### [Your objective]
Add 10 to every coordinate in the answers of the part that opens with the line containing "indicate the wooden" and closes at the end of the records. Write out that whole part again, requests included.
++++ Dataset excerpts
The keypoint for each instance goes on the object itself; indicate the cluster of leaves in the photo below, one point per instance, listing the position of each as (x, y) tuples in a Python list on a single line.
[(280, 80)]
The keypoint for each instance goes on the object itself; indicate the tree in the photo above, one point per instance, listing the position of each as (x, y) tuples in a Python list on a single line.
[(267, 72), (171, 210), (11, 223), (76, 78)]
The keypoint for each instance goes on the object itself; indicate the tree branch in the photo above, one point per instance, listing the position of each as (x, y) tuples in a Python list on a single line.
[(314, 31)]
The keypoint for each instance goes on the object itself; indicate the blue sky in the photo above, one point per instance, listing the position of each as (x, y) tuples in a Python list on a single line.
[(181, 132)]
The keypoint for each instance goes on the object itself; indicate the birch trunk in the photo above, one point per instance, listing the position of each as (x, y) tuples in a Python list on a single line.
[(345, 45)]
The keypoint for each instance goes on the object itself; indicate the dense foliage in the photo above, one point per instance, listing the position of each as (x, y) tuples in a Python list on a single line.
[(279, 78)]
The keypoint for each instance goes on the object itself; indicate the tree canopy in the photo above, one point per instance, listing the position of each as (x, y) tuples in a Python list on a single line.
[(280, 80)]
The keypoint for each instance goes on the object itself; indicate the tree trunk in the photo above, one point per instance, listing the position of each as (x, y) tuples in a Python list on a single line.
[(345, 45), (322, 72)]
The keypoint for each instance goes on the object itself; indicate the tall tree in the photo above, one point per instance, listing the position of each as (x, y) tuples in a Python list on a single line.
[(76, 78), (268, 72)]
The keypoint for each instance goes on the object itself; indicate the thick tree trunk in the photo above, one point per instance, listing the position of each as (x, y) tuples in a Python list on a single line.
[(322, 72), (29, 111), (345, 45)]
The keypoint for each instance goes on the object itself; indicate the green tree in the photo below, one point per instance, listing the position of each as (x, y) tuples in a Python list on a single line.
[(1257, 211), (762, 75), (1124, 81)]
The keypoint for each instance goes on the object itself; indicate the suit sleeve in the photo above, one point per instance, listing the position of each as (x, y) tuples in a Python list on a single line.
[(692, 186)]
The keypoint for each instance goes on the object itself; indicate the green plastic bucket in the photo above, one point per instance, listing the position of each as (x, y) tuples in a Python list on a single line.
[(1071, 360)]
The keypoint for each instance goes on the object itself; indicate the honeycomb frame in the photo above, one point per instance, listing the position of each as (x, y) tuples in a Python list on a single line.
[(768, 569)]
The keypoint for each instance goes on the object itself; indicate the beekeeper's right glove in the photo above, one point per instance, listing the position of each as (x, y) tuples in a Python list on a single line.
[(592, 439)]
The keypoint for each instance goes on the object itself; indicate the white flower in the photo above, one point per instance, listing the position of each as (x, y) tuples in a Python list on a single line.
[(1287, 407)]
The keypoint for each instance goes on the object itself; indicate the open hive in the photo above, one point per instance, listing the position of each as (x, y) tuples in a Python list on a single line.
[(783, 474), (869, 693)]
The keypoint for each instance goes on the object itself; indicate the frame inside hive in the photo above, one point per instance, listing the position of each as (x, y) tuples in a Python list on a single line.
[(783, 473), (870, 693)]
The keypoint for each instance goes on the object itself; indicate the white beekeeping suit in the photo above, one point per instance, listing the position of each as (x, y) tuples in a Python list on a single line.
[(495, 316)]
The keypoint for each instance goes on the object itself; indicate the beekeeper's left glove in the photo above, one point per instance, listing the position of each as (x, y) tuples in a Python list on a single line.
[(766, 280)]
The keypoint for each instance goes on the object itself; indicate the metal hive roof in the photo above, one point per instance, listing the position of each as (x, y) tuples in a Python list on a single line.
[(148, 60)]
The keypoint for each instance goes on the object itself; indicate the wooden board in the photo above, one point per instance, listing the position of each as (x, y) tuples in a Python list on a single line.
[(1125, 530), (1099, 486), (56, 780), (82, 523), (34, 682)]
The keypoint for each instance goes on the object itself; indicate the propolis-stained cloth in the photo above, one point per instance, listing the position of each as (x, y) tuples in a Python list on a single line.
++++++++
### [Solution for this problem]
The keypoint for each instance goes on the object itself; indicate the wooden board in the photo above, one point per instance, listing the position of each as (x, y) tuples in a Python list on a single line.
[(1135, 540), (1109, 496), (66, 790), (92, 533), (44, 692)]
The keypoint for each instance goes on the object itself; indicate the propolis-stained cloth in the photo above, one point per instance, listing the position of each as (x, y) tuples in a Python list on a single line.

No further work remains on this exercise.